PAGE:
***
As 11 divides 11p²,So 11 divides q² but 11 is a prime

 11 divides q

q=11m where 'm' is an integer

$(11 m)^{2}=11 p^{2}$

$121 \cdot m^{2}=11 \cdot p^{2}$

$p^{2}=11 \cdot m^{2}$

As 11 divides 11m².So 11 divides p² but 11 is a prime

11 divides p

Thus ,p and q have a common factor 11. This contradicts the fact that p and q has no common factors (except 1)

Hence , $\frac{1}{\sqrt{11}}$ is not rational number

So, we conclude $\frac{1}{\sqrt{11}}$ is irrational number

Question 5

Sol :

Let √2 be a rational number

$\sqrt{2}=\frac{p}{q}$ where p and q are integers q≠0 and p and q have no common factors (except 1)

$2=\frac{p^{2}}{q^{2}}$

$p^{2}=2 \cdot q^{2}$..(i)

As '2' divides 2q² ,so 2 divides p² but 2 is prime

2 divides p

Let p=2m, where 'm' is a integer

Substitute this value of p in (i)

$(2 m)^{2}=2 q^{2}$

$4 m^{2}=2 q^{2}$

$q^{2}=2 m^{2}$

As 2 divides $2 m^{2}$, so 2 divides q² but 2 is prime 2 divides q

Thus , p and q have a common factor 2. This contradicts the fact that p and q has no common factor (Except 1)
***
DATA PROVIDED:

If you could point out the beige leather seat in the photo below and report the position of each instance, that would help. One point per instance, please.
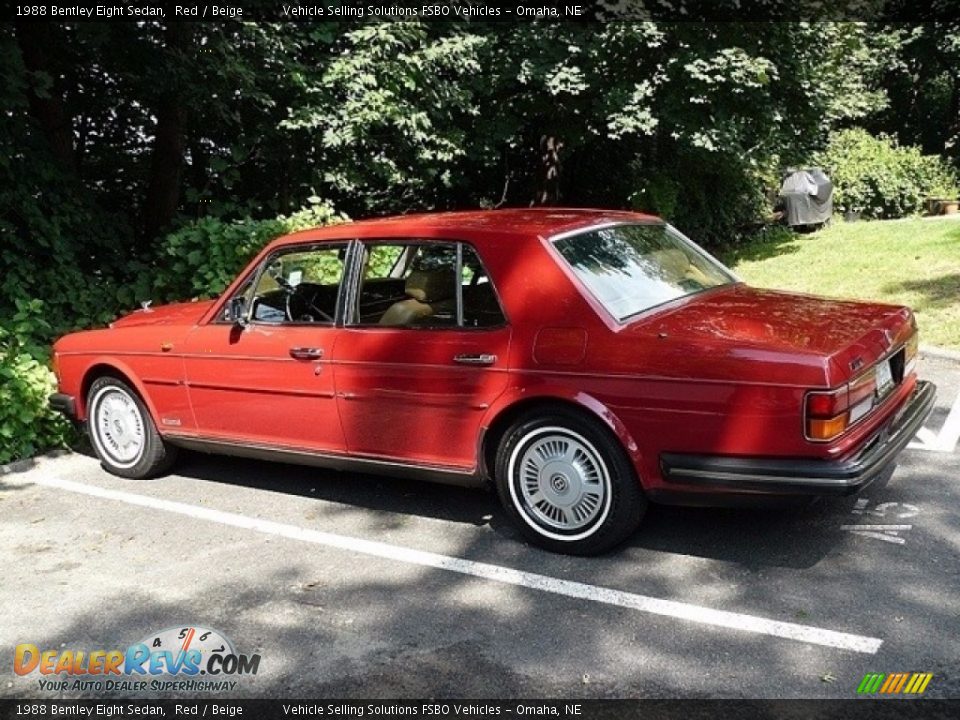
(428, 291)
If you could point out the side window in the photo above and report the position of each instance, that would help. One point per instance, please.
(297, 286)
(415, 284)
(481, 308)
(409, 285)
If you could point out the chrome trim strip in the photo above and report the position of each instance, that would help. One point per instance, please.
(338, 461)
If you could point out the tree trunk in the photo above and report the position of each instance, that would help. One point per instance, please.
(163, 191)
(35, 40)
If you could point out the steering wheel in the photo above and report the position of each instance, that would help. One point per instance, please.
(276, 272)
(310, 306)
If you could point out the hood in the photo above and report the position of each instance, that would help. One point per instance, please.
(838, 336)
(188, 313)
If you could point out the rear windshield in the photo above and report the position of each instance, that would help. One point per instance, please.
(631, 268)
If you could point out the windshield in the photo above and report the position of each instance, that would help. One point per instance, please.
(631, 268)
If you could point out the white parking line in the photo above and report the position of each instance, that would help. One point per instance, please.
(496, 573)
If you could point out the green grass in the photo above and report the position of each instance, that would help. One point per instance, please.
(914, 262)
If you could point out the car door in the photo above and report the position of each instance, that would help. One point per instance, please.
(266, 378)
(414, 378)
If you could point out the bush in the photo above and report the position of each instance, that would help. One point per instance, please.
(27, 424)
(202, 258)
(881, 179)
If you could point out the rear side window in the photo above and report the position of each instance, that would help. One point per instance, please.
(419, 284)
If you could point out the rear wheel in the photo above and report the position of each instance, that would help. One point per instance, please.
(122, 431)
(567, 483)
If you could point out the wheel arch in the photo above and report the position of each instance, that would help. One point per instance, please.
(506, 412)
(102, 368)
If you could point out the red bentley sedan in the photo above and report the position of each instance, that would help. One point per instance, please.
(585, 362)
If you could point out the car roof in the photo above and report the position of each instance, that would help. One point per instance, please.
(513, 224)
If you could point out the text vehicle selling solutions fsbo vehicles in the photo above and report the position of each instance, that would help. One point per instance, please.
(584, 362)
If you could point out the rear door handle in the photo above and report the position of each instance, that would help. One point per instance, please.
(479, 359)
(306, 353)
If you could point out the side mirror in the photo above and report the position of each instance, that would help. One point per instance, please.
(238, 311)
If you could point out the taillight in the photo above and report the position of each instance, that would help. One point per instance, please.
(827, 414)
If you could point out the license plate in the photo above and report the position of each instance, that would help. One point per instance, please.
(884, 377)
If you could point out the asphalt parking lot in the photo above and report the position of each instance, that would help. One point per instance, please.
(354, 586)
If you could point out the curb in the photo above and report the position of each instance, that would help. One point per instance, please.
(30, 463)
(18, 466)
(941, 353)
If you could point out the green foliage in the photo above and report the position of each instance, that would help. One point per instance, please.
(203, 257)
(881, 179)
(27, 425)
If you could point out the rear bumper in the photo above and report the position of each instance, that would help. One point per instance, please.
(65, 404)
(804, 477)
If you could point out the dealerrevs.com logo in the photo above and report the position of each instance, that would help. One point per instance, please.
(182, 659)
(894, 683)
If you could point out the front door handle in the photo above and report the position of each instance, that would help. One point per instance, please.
***
TASK DESCRIPTION:
Answer these questions from the proofs.
(a) Which common factor of p and q do the proofs reach in the argument about 1/√11?
(b) Which number do the proofs conclude is irrational before Question 5?
(c) In Question 5, what is substituted for p in equation (i)?
Answer using only the proofs above, not the listing.

OUTPUT OF THE TASK:
(a) 11
(b) 1/√11
(c) p = 2m, where m is an integer